▸ **Text**

Every so often, people come along whose experience and values feel uniquely aligned with where an organization is headed. That’s how I feel today. Alan Darer, Eitan Fischer, and Mitch Howell are joining our Board of Directors.
I care a lot about who sits at that table. Not because of titles or résumés, but because every decision a board makes eventually reaches an animal somewhere. A hen who’s never stretched her wings. A pig who’s never felt the sun. That’s what’s underneath all of this: every meeting, budget, and strategy call. So who we trust to help steer the work matters to me as much as almost anything we do.
Mercy For Animals is in an exciting new chapter. The challenges facing animals remain enormous, but so do the opportunities to create meaningful change. Building a board with deep expertise across advocacy, science, philanthropy, business, and organizational leadership isn’t about prestige. It’s about making sure we’re equipped to create the greatest possible impact for animals in the years ahead.

▸ **Raw data**
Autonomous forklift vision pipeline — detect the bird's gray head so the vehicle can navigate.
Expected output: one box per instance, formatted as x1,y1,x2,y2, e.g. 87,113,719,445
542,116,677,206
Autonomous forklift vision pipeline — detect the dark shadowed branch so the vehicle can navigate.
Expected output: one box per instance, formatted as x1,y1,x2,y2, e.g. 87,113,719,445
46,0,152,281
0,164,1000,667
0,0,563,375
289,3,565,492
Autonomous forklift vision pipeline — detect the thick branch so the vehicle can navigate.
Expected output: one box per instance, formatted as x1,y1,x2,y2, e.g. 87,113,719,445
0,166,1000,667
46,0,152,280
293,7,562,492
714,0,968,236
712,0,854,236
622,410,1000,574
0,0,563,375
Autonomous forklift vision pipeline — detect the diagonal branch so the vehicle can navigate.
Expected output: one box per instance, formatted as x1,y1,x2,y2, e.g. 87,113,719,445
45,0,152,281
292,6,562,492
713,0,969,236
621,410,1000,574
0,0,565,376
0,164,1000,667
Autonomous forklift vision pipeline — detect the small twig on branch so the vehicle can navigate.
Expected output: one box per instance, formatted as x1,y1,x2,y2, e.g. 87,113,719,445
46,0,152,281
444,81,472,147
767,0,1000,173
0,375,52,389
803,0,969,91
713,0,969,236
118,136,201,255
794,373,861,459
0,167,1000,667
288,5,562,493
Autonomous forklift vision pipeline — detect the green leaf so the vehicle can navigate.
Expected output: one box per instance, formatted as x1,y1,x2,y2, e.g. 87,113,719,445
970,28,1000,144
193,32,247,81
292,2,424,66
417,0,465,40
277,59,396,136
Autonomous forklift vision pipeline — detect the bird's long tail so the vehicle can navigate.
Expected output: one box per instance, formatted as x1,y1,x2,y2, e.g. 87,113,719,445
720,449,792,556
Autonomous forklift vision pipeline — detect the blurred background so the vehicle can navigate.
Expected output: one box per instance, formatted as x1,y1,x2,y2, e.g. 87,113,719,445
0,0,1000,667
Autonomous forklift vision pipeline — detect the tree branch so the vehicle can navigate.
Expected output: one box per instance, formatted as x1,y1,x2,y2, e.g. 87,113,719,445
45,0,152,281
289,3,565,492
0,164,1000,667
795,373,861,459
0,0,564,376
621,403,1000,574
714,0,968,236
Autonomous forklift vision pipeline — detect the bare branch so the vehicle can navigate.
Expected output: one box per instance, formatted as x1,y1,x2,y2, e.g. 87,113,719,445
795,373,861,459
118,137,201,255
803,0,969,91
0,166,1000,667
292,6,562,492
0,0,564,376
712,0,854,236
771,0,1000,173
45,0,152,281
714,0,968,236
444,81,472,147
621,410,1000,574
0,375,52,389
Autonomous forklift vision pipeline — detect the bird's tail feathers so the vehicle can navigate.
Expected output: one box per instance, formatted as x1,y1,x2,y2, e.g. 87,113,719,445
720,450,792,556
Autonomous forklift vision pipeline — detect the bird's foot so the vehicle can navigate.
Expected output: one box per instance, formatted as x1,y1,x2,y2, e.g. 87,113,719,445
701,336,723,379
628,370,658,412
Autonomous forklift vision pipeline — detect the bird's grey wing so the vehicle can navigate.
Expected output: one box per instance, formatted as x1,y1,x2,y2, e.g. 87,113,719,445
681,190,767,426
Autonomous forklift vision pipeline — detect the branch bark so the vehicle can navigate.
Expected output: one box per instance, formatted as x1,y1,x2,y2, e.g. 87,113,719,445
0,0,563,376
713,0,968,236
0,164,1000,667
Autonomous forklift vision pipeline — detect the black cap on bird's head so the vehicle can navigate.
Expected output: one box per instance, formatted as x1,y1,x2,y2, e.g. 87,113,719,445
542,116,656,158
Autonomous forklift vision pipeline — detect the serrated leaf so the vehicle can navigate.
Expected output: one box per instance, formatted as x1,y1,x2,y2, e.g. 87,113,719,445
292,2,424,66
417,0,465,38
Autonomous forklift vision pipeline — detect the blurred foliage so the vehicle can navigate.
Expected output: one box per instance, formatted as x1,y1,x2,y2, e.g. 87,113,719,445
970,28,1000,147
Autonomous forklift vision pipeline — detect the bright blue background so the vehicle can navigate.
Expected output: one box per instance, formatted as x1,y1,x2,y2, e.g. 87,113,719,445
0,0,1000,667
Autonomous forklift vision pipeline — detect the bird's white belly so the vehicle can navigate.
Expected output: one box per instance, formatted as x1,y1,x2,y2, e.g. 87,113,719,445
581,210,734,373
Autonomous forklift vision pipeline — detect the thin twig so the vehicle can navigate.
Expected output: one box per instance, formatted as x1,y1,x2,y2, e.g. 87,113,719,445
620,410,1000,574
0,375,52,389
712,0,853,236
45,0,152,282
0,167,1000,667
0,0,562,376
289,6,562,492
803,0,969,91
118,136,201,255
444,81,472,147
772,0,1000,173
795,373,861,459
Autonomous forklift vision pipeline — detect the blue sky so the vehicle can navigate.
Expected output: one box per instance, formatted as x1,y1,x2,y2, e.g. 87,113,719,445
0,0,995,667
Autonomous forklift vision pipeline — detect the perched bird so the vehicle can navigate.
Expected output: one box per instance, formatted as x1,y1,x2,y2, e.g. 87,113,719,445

▸ **Task directions**
Answer these questions from the board announcement:
1. Which three people are joining the Board of Directors?
2. What does every decision a board makes eventually reach?
3. Across which areas of expertise is the organization building its board?
The lines have no connection to the text.

▸ **Finished exercise**
1. Alan Darer, Eitan Fischer, and Mitch Howell
2. An animal somewhere
3. Advocacy, science, philanthropy, business, and organizational leadership